TASK STATEMENT >> Return verbatim every line from the start of the records through the line containing "left=314, top=235, right=425, bottom=399", including both ends. Leave the pictures out of your reply.

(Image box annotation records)
>>>>
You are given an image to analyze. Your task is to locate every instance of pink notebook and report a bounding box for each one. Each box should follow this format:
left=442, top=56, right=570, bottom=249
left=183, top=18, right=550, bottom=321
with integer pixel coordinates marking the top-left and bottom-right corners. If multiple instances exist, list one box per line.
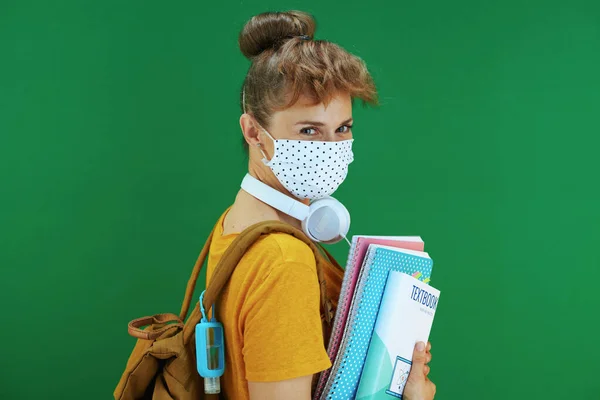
left=314, top=235, right=425, bottom=399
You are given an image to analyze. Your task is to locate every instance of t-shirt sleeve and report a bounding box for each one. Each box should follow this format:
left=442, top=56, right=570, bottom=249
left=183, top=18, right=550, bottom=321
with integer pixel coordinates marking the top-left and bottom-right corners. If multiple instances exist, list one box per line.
left=242, top=261, right=331, bottom=382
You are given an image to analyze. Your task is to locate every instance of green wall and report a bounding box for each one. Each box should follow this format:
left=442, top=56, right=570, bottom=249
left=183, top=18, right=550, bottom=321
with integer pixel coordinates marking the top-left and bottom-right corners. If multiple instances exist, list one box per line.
left=0, top=0, right=600, bottom=400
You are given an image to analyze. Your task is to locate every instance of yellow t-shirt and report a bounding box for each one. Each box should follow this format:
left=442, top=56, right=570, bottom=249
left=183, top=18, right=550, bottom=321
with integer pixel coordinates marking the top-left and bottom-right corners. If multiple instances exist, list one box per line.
left=207, top=211, right=343, bottom=400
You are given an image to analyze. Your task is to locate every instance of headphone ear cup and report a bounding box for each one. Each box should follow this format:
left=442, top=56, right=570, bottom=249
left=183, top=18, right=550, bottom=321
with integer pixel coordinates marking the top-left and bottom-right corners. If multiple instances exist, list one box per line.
left=302, top=197, right=350, bottom=244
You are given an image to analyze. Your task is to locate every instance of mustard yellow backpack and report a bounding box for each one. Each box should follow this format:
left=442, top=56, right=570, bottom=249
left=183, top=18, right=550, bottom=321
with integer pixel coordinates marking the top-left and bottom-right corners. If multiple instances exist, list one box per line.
left=114, top=221, right=341, bottom=400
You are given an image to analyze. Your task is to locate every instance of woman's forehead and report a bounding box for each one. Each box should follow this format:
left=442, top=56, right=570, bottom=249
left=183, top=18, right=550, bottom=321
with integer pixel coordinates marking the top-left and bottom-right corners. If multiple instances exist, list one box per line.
left=272, top=94, right=352, bottom=124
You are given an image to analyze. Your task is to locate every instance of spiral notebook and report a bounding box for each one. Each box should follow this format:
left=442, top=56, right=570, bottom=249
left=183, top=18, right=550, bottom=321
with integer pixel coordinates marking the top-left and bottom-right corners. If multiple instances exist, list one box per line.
left=315, top=235, right=425, bottom=399
left=315, top=244, right=433, bottom=400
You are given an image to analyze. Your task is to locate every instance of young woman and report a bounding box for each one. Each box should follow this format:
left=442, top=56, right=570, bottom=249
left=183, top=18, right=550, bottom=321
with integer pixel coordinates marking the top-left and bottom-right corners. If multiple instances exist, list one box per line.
left=207, top=11, right=435, bottom=400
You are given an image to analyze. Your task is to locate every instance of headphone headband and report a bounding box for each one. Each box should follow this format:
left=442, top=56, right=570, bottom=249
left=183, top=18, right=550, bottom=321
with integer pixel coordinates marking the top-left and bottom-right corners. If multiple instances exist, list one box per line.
left=242, top=174, right=309, bottom=221
left=241, top=173, right=350, bottom=243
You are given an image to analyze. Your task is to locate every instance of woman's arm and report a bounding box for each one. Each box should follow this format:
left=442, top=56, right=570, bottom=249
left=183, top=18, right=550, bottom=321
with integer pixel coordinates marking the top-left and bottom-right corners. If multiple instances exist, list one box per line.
left=248, top=375, right=312, bottom=400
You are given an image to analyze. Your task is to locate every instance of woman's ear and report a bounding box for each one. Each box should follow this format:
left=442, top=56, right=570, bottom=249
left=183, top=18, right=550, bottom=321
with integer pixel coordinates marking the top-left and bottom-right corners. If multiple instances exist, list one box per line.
left=240, top=113, right=260, bottom=147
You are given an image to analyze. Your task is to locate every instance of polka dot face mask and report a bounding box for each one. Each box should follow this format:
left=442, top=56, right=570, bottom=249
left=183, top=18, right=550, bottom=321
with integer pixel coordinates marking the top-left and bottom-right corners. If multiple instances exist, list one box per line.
left=261, top=129, right=354, bottom=199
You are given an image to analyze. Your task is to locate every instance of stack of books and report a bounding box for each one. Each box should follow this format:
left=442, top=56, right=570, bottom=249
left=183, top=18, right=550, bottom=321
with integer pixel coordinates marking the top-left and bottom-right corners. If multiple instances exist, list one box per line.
left=314, top=236, right=440, bottom=400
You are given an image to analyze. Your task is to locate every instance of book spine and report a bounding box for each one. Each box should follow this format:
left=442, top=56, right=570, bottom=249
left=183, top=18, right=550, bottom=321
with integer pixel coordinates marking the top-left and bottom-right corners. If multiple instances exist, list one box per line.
left=321, top=245, right=378, bottom=400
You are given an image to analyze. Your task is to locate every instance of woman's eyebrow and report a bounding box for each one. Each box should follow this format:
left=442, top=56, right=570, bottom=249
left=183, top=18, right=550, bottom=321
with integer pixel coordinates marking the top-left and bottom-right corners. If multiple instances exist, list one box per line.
left=294, top=118, right=352, bottom=126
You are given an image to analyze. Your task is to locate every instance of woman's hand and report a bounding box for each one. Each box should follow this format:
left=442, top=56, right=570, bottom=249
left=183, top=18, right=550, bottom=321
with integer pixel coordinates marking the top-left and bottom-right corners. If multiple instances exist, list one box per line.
left=403, top=342, right=435, bottom=400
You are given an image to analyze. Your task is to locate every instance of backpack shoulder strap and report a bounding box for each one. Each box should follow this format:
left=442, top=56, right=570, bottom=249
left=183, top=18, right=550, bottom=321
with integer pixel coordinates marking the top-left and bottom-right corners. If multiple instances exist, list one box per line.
left=180, top=220, right=333, bottom=343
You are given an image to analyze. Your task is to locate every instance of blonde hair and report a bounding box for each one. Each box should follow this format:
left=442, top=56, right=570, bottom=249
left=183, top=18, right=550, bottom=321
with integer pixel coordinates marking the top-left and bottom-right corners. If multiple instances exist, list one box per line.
left=238, top=11, right=377, bottom=141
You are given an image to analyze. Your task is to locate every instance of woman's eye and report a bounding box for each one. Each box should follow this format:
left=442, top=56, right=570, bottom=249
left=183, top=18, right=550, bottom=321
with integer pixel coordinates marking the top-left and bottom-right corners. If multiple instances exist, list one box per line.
left=300, top=128, right=317, bottom=135
left=338, top=125, right=352, bottom=133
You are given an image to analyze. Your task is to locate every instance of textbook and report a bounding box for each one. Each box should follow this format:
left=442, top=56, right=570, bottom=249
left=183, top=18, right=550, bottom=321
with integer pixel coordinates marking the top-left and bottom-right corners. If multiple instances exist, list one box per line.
left=314, top=244, right=433, bottom=400
left=315, top=235, right=425, bottom=399
left=356, top=271, right=440, bottom=400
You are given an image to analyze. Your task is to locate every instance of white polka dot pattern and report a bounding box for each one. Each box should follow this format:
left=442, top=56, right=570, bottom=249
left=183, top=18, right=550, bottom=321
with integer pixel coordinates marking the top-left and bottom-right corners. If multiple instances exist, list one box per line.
left=321, top=245, right=433, bottom=400
left=265, top=139, right=354, bottom=199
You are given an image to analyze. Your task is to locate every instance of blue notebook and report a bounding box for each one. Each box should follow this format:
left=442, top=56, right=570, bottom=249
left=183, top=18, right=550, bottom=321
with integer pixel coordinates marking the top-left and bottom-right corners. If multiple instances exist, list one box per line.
left=321, top=244, right=433, bottom=400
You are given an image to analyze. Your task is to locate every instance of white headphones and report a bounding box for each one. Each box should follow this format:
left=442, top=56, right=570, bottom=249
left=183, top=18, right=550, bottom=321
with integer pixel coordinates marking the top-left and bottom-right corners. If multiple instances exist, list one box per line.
left=241, top=174, right=350, bottom=244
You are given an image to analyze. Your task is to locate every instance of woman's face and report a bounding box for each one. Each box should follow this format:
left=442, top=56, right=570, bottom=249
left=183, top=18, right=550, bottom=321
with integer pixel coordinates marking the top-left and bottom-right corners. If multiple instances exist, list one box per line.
left=242, top=90, right=352, bottom=200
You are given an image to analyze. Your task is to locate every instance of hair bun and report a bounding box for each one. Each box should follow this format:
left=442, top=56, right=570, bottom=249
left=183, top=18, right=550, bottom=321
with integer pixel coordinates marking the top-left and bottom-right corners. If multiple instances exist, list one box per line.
left=238, top=11, right=316, bottom=59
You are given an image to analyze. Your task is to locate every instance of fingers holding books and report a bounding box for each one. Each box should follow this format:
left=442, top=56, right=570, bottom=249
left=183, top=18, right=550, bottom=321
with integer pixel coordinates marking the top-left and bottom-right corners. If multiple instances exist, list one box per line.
left=404, top=342, right=436, bottom=400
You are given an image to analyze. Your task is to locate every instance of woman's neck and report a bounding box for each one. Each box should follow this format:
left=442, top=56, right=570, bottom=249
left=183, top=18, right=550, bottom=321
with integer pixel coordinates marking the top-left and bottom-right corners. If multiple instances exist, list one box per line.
left=223, top=190, right=302, bottom=235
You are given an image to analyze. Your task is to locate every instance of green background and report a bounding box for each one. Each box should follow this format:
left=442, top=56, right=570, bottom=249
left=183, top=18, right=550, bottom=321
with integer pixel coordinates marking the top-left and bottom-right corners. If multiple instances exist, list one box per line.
left=0, top=0, right=600, bottom=400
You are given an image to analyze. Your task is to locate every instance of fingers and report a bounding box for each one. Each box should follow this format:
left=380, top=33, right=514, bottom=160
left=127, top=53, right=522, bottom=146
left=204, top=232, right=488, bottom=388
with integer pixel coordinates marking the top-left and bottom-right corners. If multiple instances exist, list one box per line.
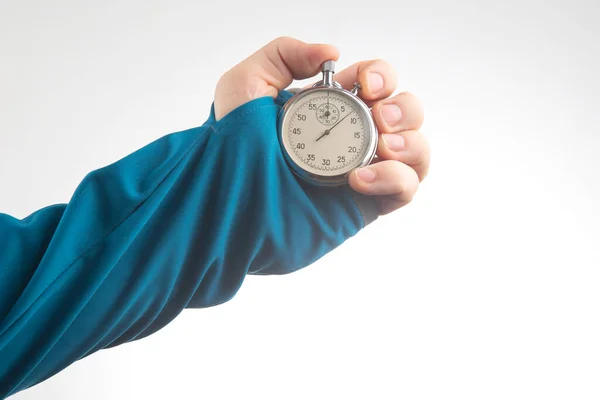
left=372, top=93, right=430, bottom=181
left=241, top=37, right=339, bottom=96
left=371, top=92, right=425, bottom=133
left=377, top=131, right=431, bottom=181
left=214, top=37, right=339, bottom=120
left=307, top=60, right=397, bottom=107
left=348, top=160, right=419, bottom=215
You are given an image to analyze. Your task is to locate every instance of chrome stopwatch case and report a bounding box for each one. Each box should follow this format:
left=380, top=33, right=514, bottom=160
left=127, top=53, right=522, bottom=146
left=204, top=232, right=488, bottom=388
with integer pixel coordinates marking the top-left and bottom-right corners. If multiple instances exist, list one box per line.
left=278, top=61, right=378, bottom=186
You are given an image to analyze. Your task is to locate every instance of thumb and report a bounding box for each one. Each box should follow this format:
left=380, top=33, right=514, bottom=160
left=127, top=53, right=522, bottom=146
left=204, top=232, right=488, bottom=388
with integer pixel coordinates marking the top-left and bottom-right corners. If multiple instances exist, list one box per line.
left=214, top=37, right=339, bottom=120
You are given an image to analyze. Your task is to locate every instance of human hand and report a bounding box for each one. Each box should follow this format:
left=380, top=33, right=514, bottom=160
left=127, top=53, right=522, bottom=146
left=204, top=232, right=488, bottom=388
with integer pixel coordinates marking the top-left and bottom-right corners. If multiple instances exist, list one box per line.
left=214, top=37, right=430, bottom=215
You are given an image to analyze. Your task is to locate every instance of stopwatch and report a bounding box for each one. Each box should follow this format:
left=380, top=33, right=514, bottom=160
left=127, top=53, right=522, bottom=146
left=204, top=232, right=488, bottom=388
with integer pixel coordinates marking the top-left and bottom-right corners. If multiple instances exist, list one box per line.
left=278, top=60, right=378, bottom=186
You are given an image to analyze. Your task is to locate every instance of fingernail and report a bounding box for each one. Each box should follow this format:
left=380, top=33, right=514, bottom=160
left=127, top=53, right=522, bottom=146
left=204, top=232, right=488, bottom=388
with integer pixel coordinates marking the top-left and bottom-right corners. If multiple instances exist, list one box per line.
left=380, top=104, right=402, bottom=126
left=367, top=72, right=383, bottom=93
left=356, top=167, right=377, bottom=183
left=381, top=133, right=404, bottom=151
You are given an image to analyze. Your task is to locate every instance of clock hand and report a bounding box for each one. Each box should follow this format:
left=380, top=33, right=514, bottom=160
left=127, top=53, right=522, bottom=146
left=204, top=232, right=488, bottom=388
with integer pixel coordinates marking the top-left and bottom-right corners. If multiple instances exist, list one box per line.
left=316, top=110, right=354, bottom=142
left=316, top=129, right=331, bottom=142
left=328, top=110, right=354, bottom=131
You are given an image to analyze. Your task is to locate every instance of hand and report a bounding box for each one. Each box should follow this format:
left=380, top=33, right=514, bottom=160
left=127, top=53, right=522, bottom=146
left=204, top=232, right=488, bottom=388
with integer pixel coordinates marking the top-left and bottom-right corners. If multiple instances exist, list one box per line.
left=214, top=37, right=430, bottom=215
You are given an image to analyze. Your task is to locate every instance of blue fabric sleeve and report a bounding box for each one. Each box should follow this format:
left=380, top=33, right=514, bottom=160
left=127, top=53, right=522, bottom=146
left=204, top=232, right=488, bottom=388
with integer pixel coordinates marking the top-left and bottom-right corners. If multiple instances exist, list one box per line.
left=0, top=92, right=376, bottom=398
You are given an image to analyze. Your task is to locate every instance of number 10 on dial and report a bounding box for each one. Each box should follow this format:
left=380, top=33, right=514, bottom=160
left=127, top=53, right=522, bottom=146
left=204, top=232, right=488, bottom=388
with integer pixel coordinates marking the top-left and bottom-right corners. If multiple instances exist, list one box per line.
left=279, top=61, right=378, bottom=186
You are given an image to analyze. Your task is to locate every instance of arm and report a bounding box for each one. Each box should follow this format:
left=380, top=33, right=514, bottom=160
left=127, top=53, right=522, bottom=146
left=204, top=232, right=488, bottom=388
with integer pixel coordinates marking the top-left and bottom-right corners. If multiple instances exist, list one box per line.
left=0, top=38, right=429, bottom=398
left=0, top=93, right=370, bottom=396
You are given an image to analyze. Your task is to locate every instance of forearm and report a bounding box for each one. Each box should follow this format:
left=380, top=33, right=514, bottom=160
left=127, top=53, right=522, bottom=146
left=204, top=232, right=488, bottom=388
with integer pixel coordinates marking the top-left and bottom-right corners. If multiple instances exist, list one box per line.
left=0, top=93, right=363, bottom=397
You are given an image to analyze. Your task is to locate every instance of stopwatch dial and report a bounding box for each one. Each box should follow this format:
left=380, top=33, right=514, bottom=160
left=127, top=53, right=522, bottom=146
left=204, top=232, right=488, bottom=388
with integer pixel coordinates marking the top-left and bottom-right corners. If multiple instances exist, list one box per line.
left=284, top=89, right=370, bottom=176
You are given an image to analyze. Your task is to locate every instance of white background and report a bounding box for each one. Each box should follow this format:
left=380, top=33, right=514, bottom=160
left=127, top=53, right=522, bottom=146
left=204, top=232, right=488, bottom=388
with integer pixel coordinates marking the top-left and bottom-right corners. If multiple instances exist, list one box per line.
left=0, top=0, right=600, bottom=400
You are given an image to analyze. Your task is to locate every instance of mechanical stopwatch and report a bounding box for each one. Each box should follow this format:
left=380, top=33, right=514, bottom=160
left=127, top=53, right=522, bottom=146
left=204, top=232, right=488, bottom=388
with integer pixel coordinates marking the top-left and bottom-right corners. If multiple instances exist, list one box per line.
left=278, top=61, right=378, bottom=186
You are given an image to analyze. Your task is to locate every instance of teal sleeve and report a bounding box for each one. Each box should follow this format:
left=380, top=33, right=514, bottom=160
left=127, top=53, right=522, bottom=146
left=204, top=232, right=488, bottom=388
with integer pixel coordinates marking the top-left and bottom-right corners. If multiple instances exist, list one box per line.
left=0, top=92, right=376, bottom=398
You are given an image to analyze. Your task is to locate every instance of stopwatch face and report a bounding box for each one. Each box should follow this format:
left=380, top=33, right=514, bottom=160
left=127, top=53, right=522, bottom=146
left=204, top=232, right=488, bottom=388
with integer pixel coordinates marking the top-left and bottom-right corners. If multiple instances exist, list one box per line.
left=280, top=88, right=377, bottom=183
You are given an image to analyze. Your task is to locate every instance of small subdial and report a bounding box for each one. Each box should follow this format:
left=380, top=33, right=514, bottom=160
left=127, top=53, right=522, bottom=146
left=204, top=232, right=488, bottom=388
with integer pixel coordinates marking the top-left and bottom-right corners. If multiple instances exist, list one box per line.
left=317, top=103, right=340, bottom=125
<<<<
WRITTEN SOLUTION >>
You are given an image to analyze. Your task is to locate every instance of pink notebook and report a bounding box for each one. Each box should follow this format:
left=442, top=56, right=570, bottom=249
left=183, top=18, right=550, bottom=321
with integer pixel coordinates marking the top-left and bottom-right corners. If multiple instances exist, list one box per line.
left=314, top=235, right=425, bottom=399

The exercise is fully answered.